== Data for review ==

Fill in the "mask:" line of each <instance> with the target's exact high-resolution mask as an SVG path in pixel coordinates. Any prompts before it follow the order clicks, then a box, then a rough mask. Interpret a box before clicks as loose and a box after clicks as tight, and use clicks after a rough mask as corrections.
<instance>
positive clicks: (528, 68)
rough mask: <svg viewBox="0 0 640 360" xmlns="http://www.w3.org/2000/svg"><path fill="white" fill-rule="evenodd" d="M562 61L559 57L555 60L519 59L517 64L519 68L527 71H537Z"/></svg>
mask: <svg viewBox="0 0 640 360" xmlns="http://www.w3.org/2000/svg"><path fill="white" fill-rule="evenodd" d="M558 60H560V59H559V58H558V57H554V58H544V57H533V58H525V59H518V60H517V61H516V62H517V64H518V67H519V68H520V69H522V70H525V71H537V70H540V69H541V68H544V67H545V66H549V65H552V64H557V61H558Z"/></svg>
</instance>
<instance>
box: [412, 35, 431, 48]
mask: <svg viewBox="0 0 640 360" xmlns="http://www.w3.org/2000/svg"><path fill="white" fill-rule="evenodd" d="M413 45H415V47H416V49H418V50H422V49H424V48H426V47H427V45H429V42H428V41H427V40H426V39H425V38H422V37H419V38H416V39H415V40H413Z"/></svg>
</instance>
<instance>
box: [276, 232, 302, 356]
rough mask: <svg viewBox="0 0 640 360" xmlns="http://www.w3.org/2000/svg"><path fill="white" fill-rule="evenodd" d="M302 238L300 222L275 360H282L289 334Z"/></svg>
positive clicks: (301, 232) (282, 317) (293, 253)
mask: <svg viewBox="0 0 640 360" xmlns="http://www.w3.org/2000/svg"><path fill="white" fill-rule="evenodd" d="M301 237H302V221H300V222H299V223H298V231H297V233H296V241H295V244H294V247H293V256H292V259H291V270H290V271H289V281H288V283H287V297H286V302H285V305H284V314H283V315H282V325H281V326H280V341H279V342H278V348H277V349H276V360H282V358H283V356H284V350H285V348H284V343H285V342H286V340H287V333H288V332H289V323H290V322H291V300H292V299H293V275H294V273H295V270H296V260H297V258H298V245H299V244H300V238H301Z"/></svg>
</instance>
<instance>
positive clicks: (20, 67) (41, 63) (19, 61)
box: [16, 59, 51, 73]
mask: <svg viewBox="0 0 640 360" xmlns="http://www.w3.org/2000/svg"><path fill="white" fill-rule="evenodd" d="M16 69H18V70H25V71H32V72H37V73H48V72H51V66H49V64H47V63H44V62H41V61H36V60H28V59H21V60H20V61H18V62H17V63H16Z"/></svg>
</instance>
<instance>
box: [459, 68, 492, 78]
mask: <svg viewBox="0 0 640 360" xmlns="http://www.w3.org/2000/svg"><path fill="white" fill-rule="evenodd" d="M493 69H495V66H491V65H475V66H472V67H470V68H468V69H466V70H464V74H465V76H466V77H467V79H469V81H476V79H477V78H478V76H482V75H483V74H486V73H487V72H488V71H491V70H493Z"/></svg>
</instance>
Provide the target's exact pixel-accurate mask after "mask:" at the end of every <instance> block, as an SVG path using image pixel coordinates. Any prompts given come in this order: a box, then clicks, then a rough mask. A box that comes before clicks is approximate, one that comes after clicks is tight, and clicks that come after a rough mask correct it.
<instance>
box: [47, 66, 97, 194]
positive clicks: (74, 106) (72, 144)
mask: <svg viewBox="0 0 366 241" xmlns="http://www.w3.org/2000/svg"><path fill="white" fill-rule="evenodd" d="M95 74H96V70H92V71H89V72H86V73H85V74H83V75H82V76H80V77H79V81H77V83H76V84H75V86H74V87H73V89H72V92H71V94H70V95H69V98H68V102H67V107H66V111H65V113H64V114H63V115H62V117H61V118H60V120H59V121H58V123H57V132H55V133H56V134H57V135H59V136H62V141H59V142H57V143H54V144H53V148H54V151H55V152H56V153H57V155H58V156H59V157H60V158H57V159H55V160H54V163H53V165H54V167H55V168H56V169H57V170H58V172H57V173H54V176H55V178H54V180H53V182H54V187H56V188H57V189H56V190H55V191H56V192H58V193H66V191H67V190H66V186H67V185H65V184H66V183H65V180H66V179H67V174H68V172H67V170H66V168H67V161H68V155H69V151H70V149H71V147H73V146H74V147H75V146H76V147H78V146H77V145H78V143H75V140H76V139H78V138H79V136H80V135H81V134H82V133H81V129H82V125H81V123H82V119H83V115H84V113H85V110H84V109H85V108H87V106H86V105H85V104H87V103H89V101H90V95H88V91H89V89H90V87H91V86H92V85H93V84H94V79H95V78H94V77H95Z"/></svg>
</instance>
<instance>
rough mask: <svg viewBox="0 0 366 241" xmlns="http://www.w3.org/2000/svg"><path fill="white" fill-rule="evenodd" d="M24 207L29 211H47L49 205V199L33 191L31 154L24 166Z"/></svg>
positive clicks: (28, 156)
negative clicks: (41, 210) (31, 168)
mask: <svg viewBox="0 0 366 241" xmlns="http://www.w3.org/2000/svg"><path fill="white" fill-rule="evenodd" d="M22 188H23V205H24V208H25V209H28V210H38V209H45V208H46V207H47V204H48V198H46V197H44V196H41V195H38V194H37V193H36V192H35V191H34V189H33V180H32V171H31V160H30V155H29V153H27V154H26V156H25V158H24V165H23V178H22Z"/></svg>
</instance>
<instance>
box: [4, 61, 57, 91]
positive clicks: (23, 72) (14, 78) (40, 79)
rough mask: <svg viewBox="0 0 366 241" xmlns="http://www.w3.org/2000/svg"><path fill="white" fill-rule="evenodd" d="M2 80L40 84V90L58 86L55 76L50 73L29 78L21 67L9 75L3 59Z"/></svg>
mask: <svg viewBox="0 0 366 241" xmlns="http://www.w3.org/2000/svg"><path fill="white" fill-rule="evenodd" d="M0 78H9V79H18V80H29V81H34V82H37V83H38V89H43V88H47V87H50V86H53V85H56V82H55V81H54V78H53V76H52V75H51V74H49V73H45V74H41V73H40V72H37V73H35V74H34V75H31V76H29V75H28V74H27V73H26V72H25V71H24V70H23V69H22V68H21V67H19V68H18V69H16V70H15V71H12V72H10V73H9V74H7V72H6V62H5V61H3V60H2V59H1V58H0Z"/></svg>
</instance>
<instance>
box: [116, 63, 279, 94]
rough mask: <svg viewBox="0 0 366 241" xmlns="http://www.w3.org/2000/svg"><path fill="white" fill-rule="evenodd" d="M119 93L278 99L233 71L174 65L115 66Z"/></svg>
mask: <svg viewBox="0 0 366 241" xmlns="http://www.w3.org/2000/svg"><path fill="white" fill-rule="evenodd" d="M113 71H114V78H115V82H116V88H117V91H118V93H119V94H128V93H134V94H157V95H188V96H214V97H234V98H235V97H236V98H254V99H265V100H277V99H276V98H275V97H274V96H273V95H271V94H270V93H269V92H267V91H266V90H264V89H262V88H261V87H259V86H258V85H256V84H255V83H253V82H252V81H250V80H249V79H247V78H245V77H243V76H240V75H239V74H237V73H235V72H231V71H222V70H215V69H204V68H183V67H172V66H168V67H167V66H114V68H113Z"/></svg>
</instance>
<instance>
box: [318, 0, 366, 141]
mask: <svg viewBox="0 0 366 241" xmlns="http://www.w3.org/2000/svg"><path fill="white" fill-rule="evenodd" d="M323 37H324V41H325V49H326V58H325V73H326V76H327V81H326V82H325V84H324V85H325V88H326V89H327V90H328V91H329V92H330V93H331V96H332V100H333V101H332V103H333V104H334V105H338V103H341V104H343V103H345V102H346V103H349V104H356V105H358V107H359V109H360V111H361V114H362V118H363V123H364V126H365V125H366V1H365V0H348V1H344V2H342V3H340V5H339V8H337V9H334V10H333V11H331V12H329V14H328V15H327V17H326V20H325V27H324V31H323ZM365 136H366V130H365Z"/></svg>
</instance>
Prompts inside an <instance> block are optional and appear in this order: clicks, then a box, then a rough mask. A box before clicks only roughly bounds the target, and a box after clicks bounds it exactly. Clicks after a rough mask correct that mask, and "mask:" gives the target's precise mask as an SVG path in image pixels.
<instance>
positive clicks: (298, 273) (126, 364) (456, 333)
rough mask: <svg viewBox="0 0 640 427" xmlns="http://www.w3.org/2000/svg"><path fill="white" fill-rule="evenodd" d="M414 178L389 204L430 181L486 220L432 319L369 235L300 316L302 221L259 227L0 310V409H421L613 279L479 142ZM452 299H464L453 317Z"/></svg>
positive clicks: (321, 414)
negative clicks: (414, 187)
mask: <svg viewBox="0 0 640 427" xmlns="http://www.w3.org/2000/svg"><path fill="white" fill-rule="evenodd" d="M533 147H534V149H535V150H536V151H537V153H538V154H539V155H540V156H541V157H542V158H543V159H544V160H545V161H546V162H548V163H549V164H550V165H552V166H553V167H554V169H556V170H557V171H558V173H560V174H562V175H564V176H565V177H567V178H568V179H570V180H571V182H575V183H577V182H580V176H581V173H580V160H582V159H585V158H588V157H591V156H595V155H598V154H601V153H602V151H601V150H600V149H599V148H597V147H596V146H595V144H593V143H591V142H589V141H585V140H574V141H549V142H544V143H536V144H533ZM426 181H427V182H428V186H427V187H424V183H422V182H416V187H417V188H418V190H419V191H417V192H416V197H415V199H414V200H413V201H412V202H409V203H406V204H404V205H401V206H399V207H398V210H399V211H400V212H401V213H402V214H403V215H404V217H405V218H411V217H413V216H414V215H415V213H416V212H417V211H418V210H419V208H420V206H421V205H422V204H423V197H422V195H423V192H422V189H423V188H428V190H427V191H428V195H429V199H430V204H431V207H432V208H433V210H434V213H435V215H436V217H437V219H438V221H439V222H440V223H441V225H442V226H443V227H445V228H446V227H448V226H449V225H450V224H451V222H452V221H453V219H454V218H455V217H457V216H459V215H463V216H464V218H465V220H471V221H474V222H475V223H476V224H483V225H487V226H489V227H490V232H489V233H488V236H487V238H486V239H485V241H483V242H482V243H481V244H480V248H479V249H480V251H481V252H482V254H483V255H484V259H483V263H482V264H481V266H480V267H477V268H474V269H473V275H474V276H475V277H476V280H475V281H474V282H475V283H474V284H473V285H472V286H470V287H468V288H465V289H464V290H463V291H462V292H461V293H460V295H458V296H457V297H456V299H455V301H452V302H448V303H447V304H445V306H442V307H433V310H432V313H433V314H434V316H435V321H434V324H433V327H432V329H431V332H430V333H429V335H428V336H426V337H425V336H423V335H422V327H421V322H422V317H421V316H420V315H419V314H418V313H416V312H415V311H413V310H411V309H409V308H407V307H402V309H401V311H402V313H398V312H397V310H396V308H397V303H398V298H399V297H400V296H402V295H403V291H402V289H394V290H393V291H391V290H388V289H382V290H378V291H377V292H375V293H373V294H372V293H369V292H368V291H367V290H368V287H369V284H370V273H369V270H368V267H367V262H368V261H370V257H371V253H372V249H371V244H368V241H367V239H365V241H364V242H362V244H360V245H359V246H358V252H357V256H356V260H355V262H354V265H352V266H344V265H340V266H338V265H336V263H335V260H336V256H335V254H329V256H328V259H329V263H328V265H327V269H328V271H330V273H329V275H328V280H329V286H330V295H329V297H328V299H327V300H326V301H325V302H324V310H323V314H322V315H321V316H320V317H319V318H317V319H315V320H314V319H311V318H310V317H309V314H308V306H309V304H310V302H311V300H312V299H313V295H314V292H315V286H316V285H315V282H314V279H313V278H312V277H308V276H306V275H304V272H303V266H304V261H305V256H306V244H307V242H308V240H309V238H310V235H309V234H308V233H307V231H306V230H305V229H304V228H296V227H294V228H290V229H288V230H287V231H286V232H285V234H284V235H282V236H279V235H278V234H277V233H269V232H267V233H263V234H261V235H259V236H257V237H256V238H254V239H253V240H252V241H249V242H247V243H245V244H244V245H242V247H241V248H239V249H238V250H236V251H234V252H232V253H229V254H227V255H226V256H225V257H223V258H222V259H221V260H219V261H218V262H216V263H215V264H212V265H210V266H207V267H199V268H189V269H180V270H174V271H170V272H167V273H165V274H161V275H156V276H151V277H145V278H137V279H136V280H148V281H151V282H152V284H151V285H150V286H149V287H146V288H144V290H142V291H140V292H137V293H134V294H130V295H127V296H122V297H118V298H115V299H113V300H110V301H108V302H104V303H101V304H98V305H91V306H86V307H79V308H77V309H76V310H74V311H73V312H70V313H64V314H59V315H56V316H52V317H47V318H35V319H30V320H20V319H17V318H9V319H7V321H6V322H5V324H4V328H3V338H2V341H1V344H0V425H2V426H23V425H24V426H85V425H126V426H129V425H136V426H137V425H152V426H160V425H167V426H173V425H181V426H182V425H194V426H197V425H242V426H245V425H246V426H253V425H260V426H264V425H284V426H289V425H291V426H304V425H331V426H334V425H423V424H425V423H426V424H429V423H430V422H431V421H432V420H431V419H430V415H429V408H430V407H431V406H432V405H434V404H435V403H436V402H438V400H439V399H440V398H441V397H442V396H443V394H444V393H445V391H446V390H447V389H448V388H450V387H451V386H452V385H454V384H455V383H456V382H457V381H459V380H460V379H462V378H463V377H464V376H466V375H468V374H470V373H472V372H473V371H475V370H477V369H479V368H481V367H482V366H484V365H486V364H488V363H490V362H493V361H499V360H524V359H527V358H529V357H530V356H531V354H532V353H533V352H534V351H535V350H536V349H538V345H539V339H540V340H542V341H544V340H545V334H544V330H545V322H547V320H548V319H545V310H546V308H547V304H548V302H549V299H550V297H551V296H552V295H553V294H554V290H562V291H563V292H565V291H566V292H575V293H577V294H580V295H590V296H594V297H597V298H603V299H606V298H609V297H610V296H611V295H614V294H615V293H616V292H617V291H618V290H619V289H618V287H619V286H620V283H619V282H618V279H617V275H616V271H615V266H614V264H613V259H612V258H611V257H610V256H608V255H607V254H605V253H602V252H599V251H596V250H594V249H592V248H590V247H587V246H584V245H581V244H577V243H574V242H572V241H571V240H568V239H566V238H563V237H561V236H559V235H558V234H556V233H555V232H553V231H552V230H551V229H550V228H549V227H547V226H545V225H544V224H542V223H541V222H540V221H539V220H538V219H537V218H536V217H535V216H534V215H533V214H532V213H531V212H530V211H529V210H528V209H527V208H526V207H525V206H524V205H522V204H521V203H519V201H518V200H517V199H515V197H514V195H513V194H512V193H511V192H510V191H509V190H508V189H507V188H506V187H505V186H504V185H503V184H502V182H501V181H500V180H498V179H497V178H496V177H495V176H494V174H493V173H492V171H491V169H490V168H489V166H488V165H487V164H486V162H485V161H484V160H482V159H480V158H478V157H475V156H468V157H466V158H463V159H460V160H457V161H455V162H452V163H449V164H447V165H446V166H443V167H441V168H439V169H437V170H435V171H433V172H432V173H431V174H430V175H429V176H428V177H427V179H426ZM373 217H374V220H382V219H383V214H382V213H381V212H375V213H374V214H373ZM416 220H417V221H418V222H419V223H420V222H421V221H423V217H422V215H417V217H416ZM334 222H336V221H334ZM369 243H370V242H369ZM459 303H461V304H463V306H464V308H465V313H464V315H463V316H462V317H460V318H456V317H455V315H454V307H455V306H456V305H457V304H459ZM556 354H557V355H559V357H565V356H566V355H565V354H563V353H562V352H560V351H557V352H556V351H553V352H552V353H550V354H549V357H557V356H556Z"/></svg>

===

• Work order: Pick out every line in the records that contains the word "image", and copy each one in full.

• Answer box:
Provide the target's exact pixel-accurate mask after "mask:" at the end of every <instance> block, as an SVG path using image pixel coordinates. Any prompts given come in this order: a box, then clicks, then a rough mask. A box that comes before clicks is approximate, one that comes after clicks is tight, and clicks that come after a rough mask correct it.
Prompts inside an <instance> block are optional and appear in this order: clicks, then a box, then a rough mask. A box before clicks only roughly bounds the target, and a box after clicks bounds it exactly. Clicks after a rough mask correct that mask, and "mask:" gives the target's precise mask as an SVG path in image pixels.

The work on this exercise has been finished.